• [TAREA ASIGNADA 1]: Reproduce textualmente el fragmento del texto sobre el cambio de titular del Ministerio de Ambiente que va desde "En realidad, que" hasta "cuidado del ambiente.", ambos incluidos.
• [TAREA ASIGNADA 2]: Escribe la continuación del texto sobre el cambio de titular del Ministerio de Ambiente a partir de su última oración.

• [PASAJE SELECCIONADO]:
----
Jorge Ramada
A poco menos de 2 años y medio de creado, el Ministerio de Ambiente cambió de titular. El nuevo ministro no lo es por tener antecedentes de preocupación por el ambiente, sino para mantener un equilibrio político, lo que fue cuestionado por algunos ambientalistas.
En realidad, que el titular de un ministerio sea designado por su filiación política no debería ser un menosprecio del tema, en la medida en que haya una política clara y esté rodeado por personas conocedoras y comprometidas con el tema. El problema no es que se priorice el equilibrio político, sino que ya se venía priorizando el interés de algunos capitalistas antes que el cuidado del ambiente.
----
• [EXTRACTO DEL LISTADO]:
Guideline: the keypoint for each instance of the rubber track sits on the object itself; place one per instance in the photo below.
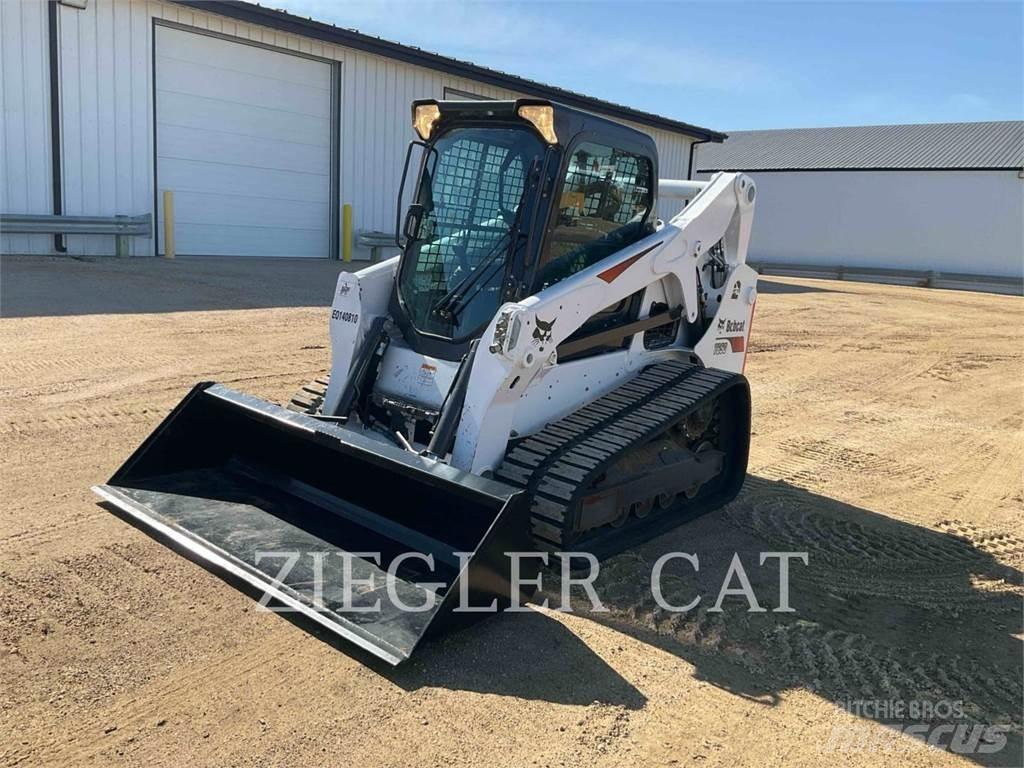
----
• [RESPUESTA ESCRITA 1]:
En realidad, que el titular de un ministerio sea designado por su filiación política no debería ser un menosprecio del tema, en la medida en que haya una política clara y esté rodeado por personas conocedoras y comprometidas con el tema. El problema no es que se priorice el equilibrio político, sino que ya se venía priorizando el interés de algunos capitalistas antes que el cuidado del ambiente.

• [RESPUESTA ESCRITA 2]:
La salida de Peña se debió a haber mentido sobre un título universitario que no tenía. Se trata de apenas una mentirita, si lo comparamos con otras falsedades: por ejemplo, decir al Parlamento que el plan Neptuno -o Arazatí- era apenas un proyecto en estudio, cuando ya estaba prácticamente resuelto y acordado con las constructoras que lo llevarán a cabo; o manifestar que el plan VALE de la Cámara de Industrias para recuperación de envases era acorde con la “responsabilidad extendida del productor” prevista en la ley, cuando dicha responsabilidad había sido expresamente excluida de la reciente Ley de Residuos, para ser sustituida por un impuesto que el gobierno nunca quiso -ni quiere aún- aplicar. Ni que hablar si la comparamos con las mentiras descaradas de ministros y secretarios de presidencia cuando fueron a dar explicaciones al Parlamento.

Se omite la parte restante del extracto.